── ДОКУМЕНТ
Противоречий в наставлениях Шрилы Прабхупаду нет. Это только кажется, что есть противоречия. По мере изучения наставлений Шрилы Прабхупады вы научитесь понимать, как каждое наставление Шрилы Прабхупады идеально соответствует времени, месту и обстоятельствам. И также контексту. Неофиты часто путаются в казалось бы противоречивых наставлениях, им не хватает понимания контекста. Также разные цитаты затрагивают разные аспекты: какие-то относятся к социальной сфере, а другие относятся к сфере чисто духовной. И хотя в социальной сфере у мужчин и женщин разные обязанности, в чистом преданном служении уже таких различий нет. Поэтому надо научиться понимать, когда какая сфера затрагивается. Это приходит с опытом. И крайне важно изучать наследие Шрилы Прабхупады под руководством духовного учителя - истинного представителя Шрилы Прабхупады. Иначе бывает, что люди на основе цитат Шрилы Прабхупады выстраивают очень странные теории или практики, которые противоречат учению Шрилы Прабхупады. Ведические писания всегда изучались только под руководством гуру. Это самый важный принцип. Только под руководством истинного представителя Шрилы Прабхупады вы можете научиться принимать наставления Шрилы Прабхупады во всей полноте. Не отвергая ничего, и четко понимая контекст тех или иных наставлений.

----------


## Нирмала-кумара Дас

> Где вы в резолюции это увидели. Зачем эта пропаганда? 
> 
> Вообще, речь идет в реальности о всего нескольких ученицах Шрилы Прабхупады, которые уж ничуть не менее квалифицированны в сознании Кришны, чем их духовные братья, которые выступают в роли дикша-гуру в ИСККОН. Ни о каком массовом движении вайшнави-дикша-гуру речи не идет. Об этом очень ясно говорится в решении GBC. И Шрила Прабхупада отмечает, что не так много женщин-гуру. Не нужно перевирать и устраивать пропаганду.


Раз прямо обвиняете меня во лжи, раскройте тему, иначе это пустое оскорбление на эмоциях со стороны старшего вайшнава. Очень даже допускаю, что я не увидел "ясных" моментов. Приведите цитату из резолюции, где говорится об этих "нескольких ученицах". Думаю, если бы так и было, то подобного шума не возникло - удовлетворить странные желания женщин в возрасте ради их заслуг в ИСККОН было бы относительно легко. Давайте глянем на пункты:




> Решено, что:
> 
> 1. Вайшнави имеют право давать дикшу в ИСККОН при условии, что они:
> 
> а. отвечают всем требованиям, предъявляемым для кандидатов на служение дикша-гуру в ИСККОН;
> 
> b. достигли по меньшей мере 55-летнего возраста, а также находятся в стабильном семейном положении, живут под защитой мужа, старшего сына или зятя, квалифицированной семейной пары либо санги старших вайшнавов или вайшнави;
> 
> c. получили письменное разрешение от соответствующего Регионального совета или его эквивалента, либо Национального совета давать дикшу в конкретном регионе.
────
── ЗАПИСИ
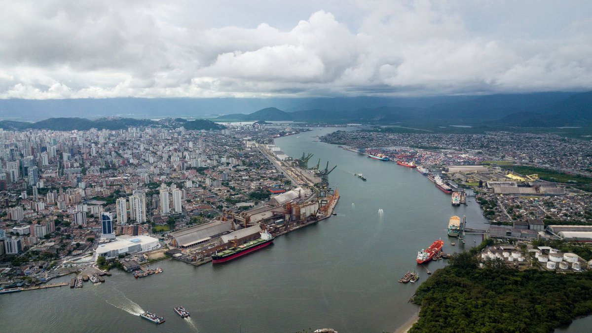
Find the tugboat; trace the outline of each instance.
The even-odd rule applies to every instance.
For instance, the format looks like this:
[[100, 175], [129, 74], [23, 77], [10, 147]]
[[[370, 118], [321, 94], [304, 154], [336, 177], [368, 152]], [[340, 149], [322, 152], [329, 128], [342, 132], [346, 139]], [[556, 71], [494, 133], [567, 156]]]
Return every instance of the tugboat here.
[[159, 317], [154, 313], [150, 313], [147, 311], [144, 312], [141, 315], [140, 315], [140, 316], [157, 324], [165, 322], [165, 318]]
[[182, 306], [176, 306], [174, 308], [174, 309], [175, 312], [176, 312], [181, 318], [185, 318], [189, 316], [189, 312], [185, 309], [185, 308], [183, 308]]
[[401, 283], [407, 283], [407, 282], [409, 282], [411, 281], [412, 274], [413, 273], [411, 272], [407, 272], [406, 274], [399, 279], [399, 282]]

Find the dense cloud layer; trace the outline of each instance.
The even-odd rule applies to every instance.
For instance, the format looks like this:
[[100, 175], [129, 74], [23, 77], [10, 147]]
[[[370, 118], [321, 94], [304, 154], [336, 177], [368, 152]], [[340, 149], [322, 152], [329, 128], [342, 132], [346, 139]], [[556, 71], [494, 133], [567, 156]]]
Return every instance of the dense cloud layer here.
[[0, 2], [0, 98], [592, 89], [585, 2]]

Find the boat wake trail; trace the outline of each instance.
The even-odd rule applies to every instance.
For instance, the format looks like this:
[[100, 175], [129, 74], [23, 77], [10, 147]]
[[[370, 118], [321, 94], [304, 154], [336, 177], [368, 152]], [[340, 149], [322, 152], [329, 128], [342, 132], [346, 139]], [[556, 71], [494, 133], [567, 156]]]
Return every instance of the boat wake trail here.
[[200, 331], [200, 330], [198, 329], [197, 327], [195, 326], [195, 323], [193, 322], [193, 319], [191, 319], [191, 317], [187, 317], [186, 318], [184, 318], [184, 319], [187, 322], [188, 324], [189, 324], [189, 326], [195, 330], [195, 332]]
[[140, 305], [127, 298], [121, 291], [115, 289], [114, 289], [114, 293], [108, 294], [105, 293], [104, 290], [95, 291], [95, 293], [107, 303], [131, 315], [139, 316], [146, 312]]

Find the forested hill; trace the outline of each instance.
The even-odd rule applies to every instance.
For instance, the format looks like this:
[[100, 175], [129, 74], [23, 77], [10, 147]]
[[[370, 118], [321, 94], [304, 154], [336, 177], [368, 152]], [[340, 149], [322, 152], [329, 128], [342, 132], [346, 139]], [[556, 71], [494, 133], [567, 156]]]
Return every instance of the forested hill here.
[[478, 268], [474, 253], [456, 254], [414, 297], [420, 332], [552, 332], [592, 313], [592, 271], [519, 271], [503, 263]]
[[98, 130], [120, 130], [134, 126], [154, 126], [177, 127], [183, 126], [188, 130], [211, 130], [226, 128], [207, 120], [198, 119], [187, 121], [182, 119], [165, 119], [160, 120], [136, 119], [133, 118], [101, 118], [91, 120], [85, 118], [50, 118], [36, 123], [4, 120], [0, 121], [0, 128], [8, 130], [23, 130], [27, 129], [48, 129], [52, 130], [88, 130], [91, 129]]

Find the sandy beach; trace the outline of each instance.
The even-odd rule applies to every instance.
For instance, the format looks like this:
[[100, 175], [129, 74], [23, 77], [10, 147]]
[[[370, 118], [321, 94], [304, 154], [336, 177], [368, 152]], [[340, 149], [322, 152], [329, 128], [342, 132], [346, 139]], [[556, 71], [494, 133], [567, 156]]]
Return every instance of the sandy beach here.
[[405, 322], [405, 324], [401, 325], [395, 329], [393, 333], [407, 333], [411, 328], [411, 326], [413, 326], [413, 324], [417, 322], [418, 320], [419, 320], [419, 311], [417, 311], [411, 318], [409, 318], [409, 320]]

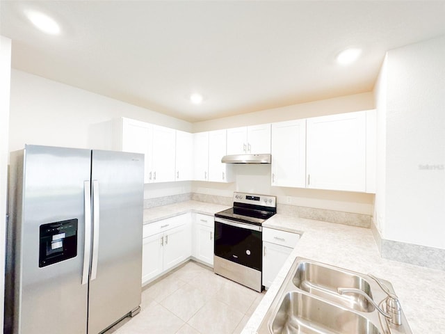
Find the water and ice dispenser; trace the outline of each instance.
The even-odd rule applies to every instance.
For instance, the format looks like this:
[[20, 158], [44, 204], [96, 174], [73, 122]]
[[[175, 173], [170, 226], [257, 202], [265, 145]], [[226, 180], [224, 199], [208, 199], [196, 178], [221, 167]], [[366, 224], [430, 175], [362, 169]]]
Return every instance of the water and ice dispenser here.
[[39, 267], [77, 255], [77, 219], [40, 225]]

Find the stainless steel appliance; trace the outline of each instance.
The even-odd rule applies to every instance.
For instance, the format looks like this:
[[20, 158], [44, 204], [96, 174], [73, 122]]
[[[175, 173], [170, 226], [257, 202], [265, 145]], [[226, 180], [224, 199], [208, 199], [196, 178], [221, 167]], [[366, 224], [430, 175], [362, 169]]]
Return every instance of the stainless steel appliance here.
[[262, 224], [277, 212], [275, 196], [234, 193], [233, 207], [215, 214], [213, 271], [262, 290]]
[[140, 310], [143, 154], [11, 153], [5, 333], [96, 334]]

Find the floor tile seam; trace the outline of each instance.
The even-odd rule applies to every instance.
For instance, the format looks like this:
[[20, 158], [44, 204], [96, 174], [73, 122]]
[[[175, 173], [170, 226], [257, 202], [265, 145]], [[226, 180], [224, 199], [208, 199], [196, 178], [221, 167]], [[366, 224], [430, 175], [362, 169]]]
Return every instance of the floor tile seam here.
[[[195, 315], [193, 315], [193, 317], [195, 317]], [[193, 317], [192, 317], [192, 318], [193, 318]], [[190, 318], [190, 319], [192, 319], [192, 318]], [[188, 321], [190, 321], [190, 319], [188, 319]], [[195, 331], [197, 331], [197, 333], [199, 333], [200, 334], [202, 334], [202, 333], [201, 333], [201, 331], [200, 331], [199, 329], [197, 329], [197, 328], [194, 327], [194, 326], [193, 326], [191, 324], [190, 324], [188, 321], [187, 321], [186, 324], [187, 324], [188, 326], [190, 326], [192, 328], [193, 328]], [[204, 333], [204, 334], [205, 334], [205, 333]]]
[[[201, 292], [200, 290], [199, 290], [200, 292]], [[180, 318], [179, 315], [177, 315], [172, 310], [170, 310], [167, 306], [165, 306], [165, 305], [161, 304], [161, 303], [159, 303], [161, 306], [163, 306], [164, 308], [166, 308], [167, 310], [168, 310], [170, 312], [171, 312], [172, 313], [175, 314], [175, 315], [176, 315], [178, 318], [181, 319], [181, 320], [185, 321], [186, 323], [187, 323], [187, 321], [188, 321], [191, 319], [192, 319], [193, 317], [195, 317], [195, 315], [196, 315], [196, 313], [197, 313], [201, 308], [202, 308], [202, 307], [204, 307], [206, 303], [207, 303], [208, 301], [206, 301], [204, 302], [202, 306], [200, 307], [188, 319], [187, 319], [186, 320], [184, 320], [182, 318]]]
[[181, 280], [181, 282], [182, 282], [182, 283], [183, 283], [181, 285], [179, 285], [179, 286], [178, 286], [178, 287], [177, 287], [177, 289], [175, 289], [175, 291], [172, 291], [171, 293], [168, 294], [167, 296], [165, 296], [164, 298], [163, 298], [163, 299], [161, 299], [160, 301], [157, 301], [157, 300], [156, 300], [155, 299], [153, 299], [153, 300], [154, 300], [154, 301], [156, 301], [156, 303], [158, 303], [159, 304], [161, 304], [161, 303], [162, 303], [164, 300], [165, 300], [167, 298], [170, 297], [172, 294], [173, 294], [175, 292], [177, 292], [177, 291], [178, 291], [179, 289], [181, 289], [184, 285], [185, 285], [186, 284], [187, 284], [187, 283], [186, 283], [186, 282], [184, 282], [184, 281], [183, 281], [183, 280]]
[[[179, 317], [177, 315], [176, 315], [175, 313], [173, 313], [172, 311], [170, 311], [170, 310], [168, 310], [168, 308], [165, 308], [163, 305], [161, 304], [159, 304], [159, 306], [160, 306], [161, 308], [163, 308], [164, 310], [165, 310], [168, 312], [170, 313], [172, 315], [173, 315], [175, 317], [177, 318], [180, 321], [182, 322], [182, 324], [181, 325], [181, 327], [182, 327], [184, 326], [184, 324], [186, 324], [187, 321], [184, 321], [184, 320], [182, 320], [180, 317]], [[178, 331], [181, 328], [181, 327], [179, 327], [179, 328], [178, 328]]]
[[182, 328], [184, 326], [190, 326], [192, 328], [193, 328], [195, 331], [196, 331], [197, 333], [199, 333], [200, 334], [201, 334], [201, 332], [200, 332], [197, 329], [196, 329], [195, 327], [193, 327], [192, 325], [191, 325], [190, 324], [188, 324], [188, 322], [184, 322], [184, 324], [179, 327], [179, 329], [178, 329], [176, 332], [175, 332], [175, 334], [177, 334], [178, 333], [179, 333], [179, 331], [181, 331], [181, 329], [182, 329]]
[[[235, 311], [235, 312], [239, 312], [240, 313], [241, 313], [241, 314], [243, 315], [243, 316], [244, 316], [244, 315], [248, 315], [245, 313], [245, 312], [247, 312], [247, 311], [248, 311], [248, 310], [249, 310], [249, 309], [248, 309], [248, 310], [247, 310], [245, 312], [240, 311], [238, 309], [234, 308], [234, 307], [231, 306], [231, 305], [230, 305], [230, 304], [229, 304], [228, 303], [226, 303], [225, 301], [222, 301], [222, 300], [220, 300], [220, 299], [218, 299], [216, 297], [216, 296], [215, 296], [213, 298], [215, 298], [215, 299], [216, 299], [217, 301], [219, 301], [220, 303], [223, 303], [224, 305], [225, 305], [226, 306], [227, 306], [227, 307], [230, 308], [230, 309], [231, 309], [232, 310]], [[250, 308], [250, 306], [249, 306], [249, 308]]]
────
**ИНСТРУКЦИИ К ЗАДАНИЯМ**:
a - Обновите в документе фрагмент между словами "## Нирмала-кумара Дас" и "и устраивать пропаганду." включительно: замените в нем "GBC" на "Руководящего совета" и выпишите получившийся текст.
b - Ответьте по документу на вопросы:
(i) Под чьим руководством всегда изучались ведические писания?
(ii) Какого минимального возраста должны достичь вайшнави, чтобы давать дикшу в ИСККОН?
(iii) От кого вайшнави должна получить письменное разрешение давать дикшу в конкретном регионе?
c - Перечислите всех, под чьей защитой, согласно документу, может жить вайшнави, дающая дикшу.

**ОТВЕТЫ ПО ЗАДАНИЯМ**:
a -
## Нирмала-кумара Дас

> Где вы в резолюции это увидели. Зачем эта пропаганда? 
> 
> Вообще, речь идет в реальности о всего нескольких ученицах Шрилы Прабхупады, которые уж ничуть не менее квалифицированны в сознании Кришны, чем их духовные братья, которые выступают в роли дикша-гуру в ИСККОН. Ни о каком массовом движении вайшнави-дикша-гуру речи не идет. Об этом очень ясно говорится в решении Руководящего совета. И Шрила Прабхупада отмечает, что не так много женщин-гуру. Не нужно перевирать и устраивать пропаганду.

b -
(i) Под руководством гуру.
(ii) 55 лет.
(iii) От соответствующего Регионального совета или его эквивалента либо от Национального совета.

c - Муж, старший сын, зять, квалифицированная семейная пара, санга старших вайшнавов или вайшнави.